§ Task to carry out
Return the lines below exactly, starting with the line that contains "I need to find the speckled" and stopping after the last line.

§ Provided information

☆ ☆ ☆ ☆

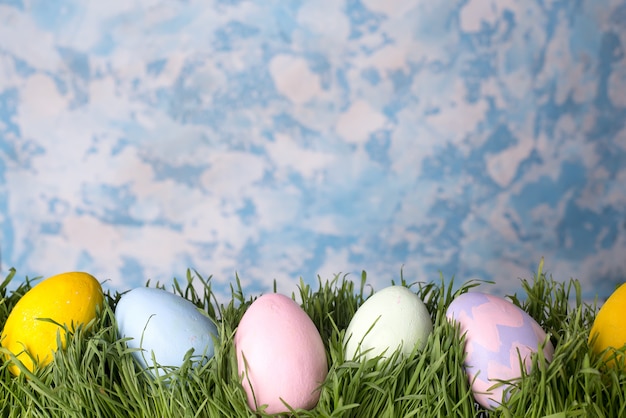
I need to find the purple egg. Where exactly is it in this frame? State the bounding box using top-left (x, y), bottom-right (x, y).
top-left (446, 292), bottom-right (554, 409)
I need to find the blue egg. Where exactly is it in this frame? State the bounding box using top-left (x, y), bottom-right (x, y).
top-left (115, 287), bottom-right (218, 376)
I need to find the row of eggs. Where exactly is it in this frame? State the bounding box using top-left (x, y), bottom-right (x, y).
top-left (1, 273), bottom-right (626, 413)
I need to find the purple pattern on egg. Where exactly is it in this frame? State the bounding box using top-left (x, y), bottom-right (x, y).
top-left (446, 292), bottom-right (554, 409)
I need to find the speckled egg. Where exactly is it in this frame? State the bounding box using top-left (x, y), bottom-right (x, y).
top-left (235, 293), bottom-right (328, 414)
top-left (446, 292), bottom-right (554, 409)
top-left (344, 286), bottom-right (433, 360)
top-left (589, 284), bottom-right (626, 366)
top-left (115, 287), bottom-right (218, 376)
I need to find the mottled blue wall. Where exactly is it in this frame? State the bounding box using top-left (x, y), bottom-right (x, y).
top-left (0, 0), bottom-right (626, 297)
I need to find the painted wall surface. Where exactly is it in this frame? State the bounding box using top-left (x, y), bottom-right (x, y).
top-left (0, 0), bottom-right (626, 297)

☆ ☆ ☆ ☆

§ Complete response
I need to find the speckled egg. Where exactly is it in this frame? State the bounding box using top-left (x, y), bottom-right (x, y).
top-left (235, 293), bottom-right (328, 414)
top-left (446, 292), bottom-right (554, 409)
top-left (344, 286), bottom-right (433, 360)
top-left (589, 284), bottom-right (626, 366)
top-left (115, 287), bottom-right (218, 376)
I need to find the mottled blue wall. Where exactly is it in this frame? State the bounding box using top-left (x, y), bottom-right (x, y).
top-left (0, 0), bottom-right (626, 297)
I need to find the painted wall surface. Where exactly is it in this frame? State the bounding box using top-left (x, y), bottom-right (x, y).
top-left (0, 0), bottom-right (626, 297)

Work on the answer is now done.